# DOCUMENT EXCERPT

┄┄┄┄┄┄┄┄┄┄

NVIDIA and Amazon Web Services (AWS) have announced that their NVIDIA Inference Microservices (NIM) now integrates with Amazon SageMaker. This latest development provides users with the ability to deploy and optimize industry-leading large language models (LLMs). This new integration of technologies such as NVIDIA TensorRT, NVIDIA TensorRT-LLM, and NVIDIA Triton Inference Server will dramatically decrease deployment time from days to mere minutes. This service is hosted on NVIDIA accelerated instances backed by SageMaker.
NIM, listed on the AWS marketplace is part of NVIDIA’s AI Enterprise software platform, is a collection of inference microservices. It can harness the power of state-of-the-art LLMs for applications, offering capabilities such as natural language processing (NLP) and understanding. Users can develop applications like chatbots, document summarizers, or other NLP-driven apps using pre-built NVIDIA containers hosting optimized LLMs or create custom containers using NIM tools.

┄┄┄┄┄┄┄┄┄┄

# ENTRIES PROVIDED
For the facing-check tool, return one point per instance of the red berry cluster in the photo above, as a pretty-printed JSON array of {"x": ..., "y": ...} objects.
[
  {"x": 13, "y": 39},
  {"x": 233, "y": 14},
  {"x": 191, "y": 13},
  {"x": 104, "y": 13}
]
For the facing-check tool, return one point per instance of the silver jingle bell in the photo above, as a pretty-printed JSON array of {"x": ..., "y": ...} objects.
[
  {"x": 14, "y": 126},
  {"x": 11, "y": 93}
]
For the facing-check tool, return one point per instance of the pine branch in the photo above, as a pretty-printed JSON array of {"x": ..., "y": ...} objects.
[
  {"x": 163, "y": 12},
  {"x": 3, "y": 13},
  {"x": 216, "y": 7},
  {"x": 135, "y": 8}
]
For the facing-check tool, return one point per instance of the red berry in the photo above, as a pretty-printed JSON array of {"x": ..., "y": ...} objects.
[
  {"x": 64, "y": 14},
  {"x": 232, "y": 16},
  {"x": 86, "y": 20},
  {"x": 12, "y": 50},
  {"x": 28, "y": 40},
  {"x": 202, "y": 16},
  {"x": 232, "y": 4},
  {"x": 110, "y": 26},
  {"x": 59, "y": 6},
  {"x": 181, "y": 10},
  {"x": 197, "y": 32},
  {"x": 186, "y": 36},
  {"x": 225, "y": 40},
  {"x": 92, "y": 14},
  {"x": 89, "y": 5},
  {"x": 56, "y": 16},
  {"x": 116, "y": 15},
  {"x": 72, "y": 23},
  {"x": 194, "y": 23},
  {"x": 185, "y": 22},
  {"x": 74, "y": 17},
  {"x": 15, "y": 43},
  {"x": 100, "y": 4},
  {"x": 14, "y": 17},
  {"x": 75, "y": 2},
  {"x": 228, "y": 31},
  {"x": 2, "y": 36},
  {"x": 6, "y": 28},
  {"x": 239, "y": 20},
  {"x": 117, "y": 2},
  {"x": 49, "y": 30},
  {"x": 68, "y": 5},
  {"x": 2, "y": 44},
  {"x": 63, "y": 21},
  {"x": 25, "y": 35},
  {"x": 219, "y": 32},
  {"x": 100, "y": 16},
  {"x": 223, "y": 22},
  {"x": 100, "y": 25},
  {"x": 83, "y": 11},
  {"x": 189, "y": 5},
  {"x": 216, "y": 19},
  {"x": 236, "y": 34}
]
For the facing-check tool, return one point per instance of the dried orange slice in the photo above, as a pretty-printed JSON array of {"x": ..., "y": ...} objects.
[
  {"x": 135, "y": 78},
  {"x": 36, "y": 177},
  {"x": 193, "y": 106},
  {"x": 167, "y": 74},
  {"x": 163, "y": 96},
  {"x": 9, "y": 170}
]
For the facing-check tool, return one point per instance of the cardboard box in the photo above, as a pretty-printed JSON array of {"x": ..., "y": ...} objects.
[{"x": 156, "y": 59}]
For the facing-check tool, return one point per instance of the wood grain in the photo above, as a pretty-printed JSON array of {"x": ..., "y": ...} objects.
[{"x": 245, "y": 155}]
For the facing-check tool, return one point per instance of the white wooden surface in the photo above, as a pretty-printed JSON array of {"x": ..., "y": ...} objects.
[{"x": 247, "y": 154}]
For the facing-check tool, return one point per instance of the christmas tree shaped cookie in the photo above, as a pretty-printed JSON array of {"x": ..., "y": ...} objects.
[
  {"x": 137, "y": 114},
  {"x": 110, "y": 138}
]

┄┄┄┄┄┄┄┄┄┄

Transcribe the passage on NVIDIA NIM and Amazon SageMaker word for word, starting with "NVIDIA and Amazon" and going on through "backed by SageMaker.".

NVIDIA and Amazon Web Services (AWS) have announced that their NVIDIA Inference Microservices (NIM) now integrates with Amazon SageMaker. This latest development provides users with the ability to deploy and optimize industry-leading large language models (LLMs). This new integration of technologies such as NVIDIA TensorRT, NVIDIA TensorRT-LLM, and NVIDIA Triton Inference Server will dramatically decrease deployment time from days to mere minutes. This service is hosted on NVIDIA accelerated instances backed by SageMaker.